**Teks Kutipan:**
Selasa, 29 Mei 2012

Mengapa Engkau Menjatuhkanku, Wahai Sahabatku..?

Oleh: Augusta Prawira Susilo




          Sahabatku, dulu saat SMA kita sering berjalan di jalan perjuangan menegakkan hak-hak rakyat yang mulai terabaikan oleh penguasa yang duduk di singgasana kerajaan hijau nan megah bak raja-raja yang sehari-harinya hanya rapat membicarakan soal perut mereka saja dan memikirkan bagaimana cara memiskinkan rakyat untuk meraup keuntungan dari penderitaan rakyat. Kita dulu berjalan secara beriringan dengan saudara-saudara yang lainnya di medan laga. Curahan keringat dan tenaga telah kita keluarkan dahulu kelak. Dari sampai harus beralari-lari karena dikejar polisi karena dikira provokator para demonstran. Dari terror yang menghampiri kita satu demi satu kita diteror oleh surat kaleng yang isinya pepesan kosong. Namun semua rintangan itu dapat kita lalui dengan kebersamaan kita dalam lingkaran persaudaraan ini wahai saudaraku. Ikatan ukhuwah yang kekal hingga kapanpun. Semoga saja, aku terus berharap.

**Data Tersedia:**
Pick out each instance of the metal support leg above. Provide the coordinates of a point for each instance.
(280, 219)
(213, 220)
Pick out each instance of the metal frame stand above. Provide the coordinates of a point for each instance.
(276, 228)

--

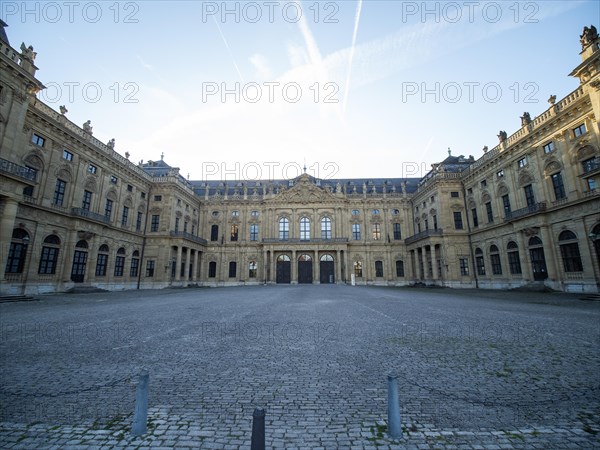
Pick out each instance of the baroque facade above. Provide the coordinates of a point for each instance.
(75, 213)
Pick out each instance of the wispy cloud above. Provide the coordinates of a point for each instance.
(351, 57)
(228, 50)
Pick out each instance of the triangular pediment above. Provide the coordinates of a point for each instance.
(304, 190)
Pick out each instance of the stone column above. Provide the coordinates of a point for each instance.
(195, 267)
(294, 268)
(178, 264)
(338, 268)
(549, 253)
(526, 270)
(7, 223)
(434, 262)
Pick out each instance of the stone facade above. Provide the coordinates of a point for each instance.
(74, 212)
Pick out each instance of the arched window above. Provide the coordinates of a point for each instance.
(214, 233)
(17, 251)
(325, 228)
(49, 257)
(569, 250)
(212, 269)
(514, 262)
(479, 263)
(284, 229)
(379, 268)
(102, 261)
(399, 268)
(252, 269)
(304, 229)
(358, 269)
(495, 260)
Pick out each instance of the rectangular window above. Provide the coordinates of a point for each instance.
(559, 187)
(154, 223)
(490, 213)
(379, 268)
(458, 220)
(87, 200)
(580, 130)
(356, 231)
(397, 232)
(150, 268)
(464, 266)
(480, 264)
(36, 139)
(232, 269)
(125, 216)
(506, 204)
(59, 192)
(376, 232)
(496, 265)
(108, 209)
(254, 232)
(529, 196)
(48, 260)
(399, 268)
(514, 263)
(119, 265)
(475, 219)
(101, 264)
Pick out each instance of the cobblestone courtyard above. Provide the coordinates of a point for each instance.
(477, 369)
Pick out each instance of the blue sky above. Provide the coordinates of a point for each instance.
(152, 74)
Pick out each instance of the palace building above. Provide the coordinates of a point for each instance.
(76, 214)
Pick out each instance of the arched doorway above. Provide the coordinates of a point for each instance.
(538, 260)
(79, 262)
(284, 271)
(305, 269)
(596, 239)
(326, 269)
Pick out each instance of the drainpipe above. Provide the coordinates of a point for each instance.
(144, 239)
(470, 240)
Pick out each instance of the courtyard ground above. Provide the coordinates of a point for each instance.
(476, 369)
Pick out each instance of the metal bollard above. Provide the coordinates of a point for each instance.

==

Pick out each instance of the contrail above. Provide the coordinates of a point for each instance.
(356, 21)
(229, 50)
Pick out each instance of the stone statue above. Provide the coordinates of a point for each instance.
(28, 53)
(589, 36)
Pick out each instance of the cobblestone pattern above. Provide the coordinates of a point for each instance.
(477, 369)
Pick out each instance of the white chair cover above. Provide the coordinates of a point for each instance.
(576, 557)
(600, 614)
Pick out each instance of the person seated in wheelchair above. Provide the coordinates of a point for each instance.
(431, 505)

**Latihan Singkat:**
Sebutkan semua keterangan tentang penguasa yang dimuat dalam kalimat pertama teks kutipan.

**Jawaban Tugas:**
- Hak-hak rakyat mulai terabaikan oleh mereka.
- Mereka duduk di singgasana kerajaan hijau nan megah bak raja-raja.
- Sehari-harinya mereka hanya rapat membicarakan soal perut mereka saja.
- Mereka memikirkan bagaimana cara memiskinkan rakyat untuk meraup keuntungan dari penderitaan rakyat.